# Specialized Turbo Levo or Canyon Spectral:On ?



## razorjack (May 28, 2006)

Hello !
I'm thinking about emtb, style of riding - enduro - I climb only to do descents. Currently for that I use Transition Sentinel'18 (HTA=64, reach=475, 150/160mm, 29")
So my main expectations are, reach=460-470 (Am i right thinking that a bit shorter reach will make bike more maneuverable, and stability comes from weight anyway?), short chainstay for playfulness, slack HTA - like in my current bike.

I was thinking about new Canyon Spectral:On - big battery 700 or 900Wh (good for half/full day riding), good price, geo not so aggressive - long, but not so slack, HTA=65.5*, but by putting 160mm fork I could get 65*.
But know i'm a bit concerned after reading posts of broken Canyons (and no recognition of the warranty). At the end, maybe the bike was not designed for such riding? but then, Fabien Barrel is using them for racing... (I don't think about Torquen, too much travel, it'll make everything too smooth? and only 500Wh)

Other option: Specialized Turbo Levo (2022). More expensive, but geometry looks soo aggro, like mine Sentinel. re=477, HA=63.5-65*, CS=440mm - finally ebike with PROPER geo ! 700Wh batt, And i didn't see too many posts with snapped frames or problems with that,
but then....what about the motor? are these issues solved? I read a lot of problems on this forum, and also 2 of my friends had Levos and had 3 or 4 motors ....

Supplied material:
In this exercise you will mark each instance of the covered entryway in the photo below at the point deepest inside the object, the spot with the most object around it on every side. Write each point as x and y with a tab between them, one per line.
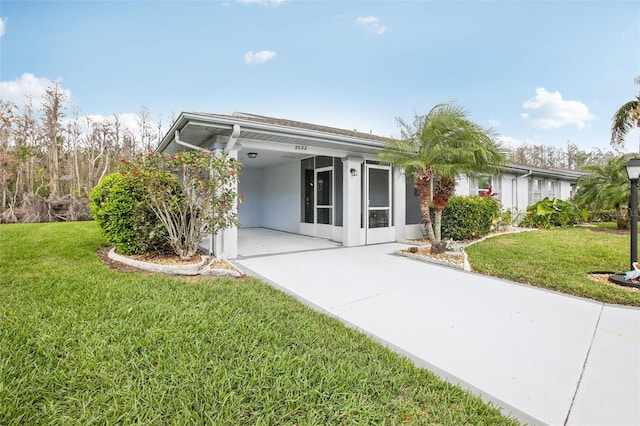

Exercise brief: Copy the forum post above about choosing between the Specialized Turbo Levo and the Canyon Spectral:On, in full and word for word.

Reply:
# Specialized Turbo Levo or Canyon Spectral:On ?



## razorjack (May 28, 2006)

Hello !
I'm thinking about emtb, style of riding - enduro - I climb only to do descents. Currently for that I use Transition Sentinel'18 (HTA=64, reach=475, 150/160mm, 29")
So my main expectations are, reach=460-470 (Am i right thinking that a bit shorter reach will make bike more maneuverable, and stability comes from weight anyway?), short chainstay for playfulness, slack HTA - like in my current bike.

I was thinking about new Canyon Spectral:On - big battery 700 or 900Wh (good for half/full day riding), good price, geo not so aggressive - long, but not so slack, HTA=65.5*, but by putting 160mm fork I could get 65*.
But know i'm a bit concerned after reading posts of broken Canyons (and no recognition of the warranty). At the end, maybe the bike was not designed for such riding? but then, Fabien Barrel is using them for racing... (I don't think about Torquen, too much travel, it'll make everything too smooth? and only 500Wh)

Other option: Specialized Turbo Levo (2022). More expensive, but geometry looks soo aggro, like mine Sentinel. re=477, HA=63.5-65*, CS=440mm - finally ebike with PROPER geo ! 700Wh batt, And i didn't see too many posts with snapped frames or problems with that,
but then....what about the motor? are these issues solved? I read a lot of problems on this forum, and also 2 of my friends had Levos and had 3 or 4 motors ....